Can you set down, word for word, the lines below that run from the one containing "query | gravel ground" through the end of the records, including both ends?

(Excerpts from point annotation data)

········

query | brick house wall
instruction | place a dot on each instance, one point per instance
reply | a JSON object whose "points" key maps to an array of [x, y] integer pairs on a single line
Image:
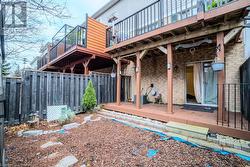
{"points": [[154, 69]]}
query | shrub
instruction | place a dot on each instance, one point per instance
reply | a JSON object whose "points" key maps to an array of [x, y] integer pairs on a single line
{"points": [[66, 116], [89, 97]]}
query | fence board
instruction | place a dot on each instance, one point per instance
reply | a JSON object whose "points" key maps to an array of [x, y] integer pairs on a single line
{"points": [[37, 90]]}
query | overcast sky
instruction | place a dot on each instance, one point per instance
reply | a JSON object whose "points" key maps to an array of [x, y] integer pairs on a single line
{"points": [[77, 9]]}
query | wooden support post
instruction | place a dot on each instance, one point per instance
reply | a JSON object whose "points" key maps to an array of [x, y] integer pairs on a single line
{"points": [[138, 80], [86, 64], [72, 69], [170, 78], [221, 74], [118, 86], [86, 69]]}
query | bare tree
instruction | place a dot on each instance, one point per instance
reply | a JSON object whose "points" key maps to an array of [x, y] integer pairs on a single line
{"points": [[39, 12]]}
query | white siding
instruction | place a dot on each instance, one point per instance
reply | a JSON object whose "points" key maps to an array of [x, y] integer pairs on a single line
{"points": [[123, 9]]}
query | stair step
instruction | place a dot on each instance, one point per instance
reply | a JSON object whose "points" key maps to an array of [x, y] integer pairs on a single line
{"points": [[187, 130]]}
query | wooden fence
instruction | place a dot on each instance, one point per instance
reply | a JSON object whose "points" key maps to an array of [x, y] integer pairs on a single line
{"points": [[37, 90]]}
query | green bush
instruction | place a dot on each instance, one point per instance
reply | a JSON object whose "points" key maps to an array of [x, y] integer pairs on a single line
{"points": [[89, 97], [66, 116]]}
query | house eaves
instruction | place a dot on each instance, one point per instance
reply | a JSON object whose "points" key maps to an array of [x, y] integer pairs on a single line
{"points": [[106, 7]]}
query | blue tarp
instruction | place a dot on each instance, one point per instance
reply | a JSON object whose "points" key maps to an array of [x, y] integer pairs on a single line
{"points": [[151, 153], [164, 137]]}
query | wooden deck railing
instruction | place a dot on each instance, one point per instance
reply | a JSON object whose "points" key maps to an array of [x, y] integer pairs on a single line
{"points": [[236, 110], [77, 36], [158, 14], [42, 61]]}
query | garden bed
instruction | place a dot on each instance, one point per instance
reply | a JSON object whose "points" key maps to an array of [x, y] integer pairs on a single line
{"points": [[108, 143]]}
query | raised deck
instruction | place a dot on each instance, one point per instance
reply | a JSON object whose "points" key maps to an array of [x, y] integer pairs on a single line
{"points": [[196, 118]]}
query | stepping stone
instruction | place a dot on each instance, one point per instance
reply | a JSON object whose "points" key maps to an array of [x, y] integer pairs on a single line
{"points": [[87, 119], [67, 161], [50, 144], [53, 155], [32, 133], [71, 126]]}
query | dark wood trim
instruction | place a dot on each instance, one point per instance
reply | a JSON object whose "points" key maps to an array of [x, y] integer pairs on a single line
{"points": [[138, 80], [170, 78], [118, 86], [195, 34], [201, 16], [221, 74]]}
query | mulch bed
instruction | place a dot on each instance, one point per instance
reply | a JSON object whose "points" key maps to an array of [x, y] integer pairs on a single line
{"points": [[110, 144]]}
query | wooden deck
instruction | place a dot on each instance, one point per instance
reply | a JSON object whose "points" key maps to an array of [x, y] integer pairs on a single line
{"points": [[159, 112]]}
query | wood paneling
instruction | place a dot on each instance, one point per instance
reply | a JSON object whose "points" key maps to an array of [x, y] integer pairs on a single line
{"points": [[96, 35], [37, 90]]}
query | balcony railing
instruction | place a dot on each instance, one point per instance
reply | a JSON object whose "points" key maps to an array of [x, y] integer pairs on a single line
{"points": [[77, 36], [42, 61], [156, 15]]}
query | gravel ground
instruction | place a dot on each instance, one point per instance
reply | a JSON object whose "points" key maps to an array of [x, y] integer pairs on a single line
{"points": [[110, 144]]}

········

▶ **Correct result**:
query | gravel ground
instruction | place a dot on each instance, one point per instance
reply | a JSON object whose "points" key maps to an array of [x, y] integer pairs on a single line
{"points": [[110, 144]]}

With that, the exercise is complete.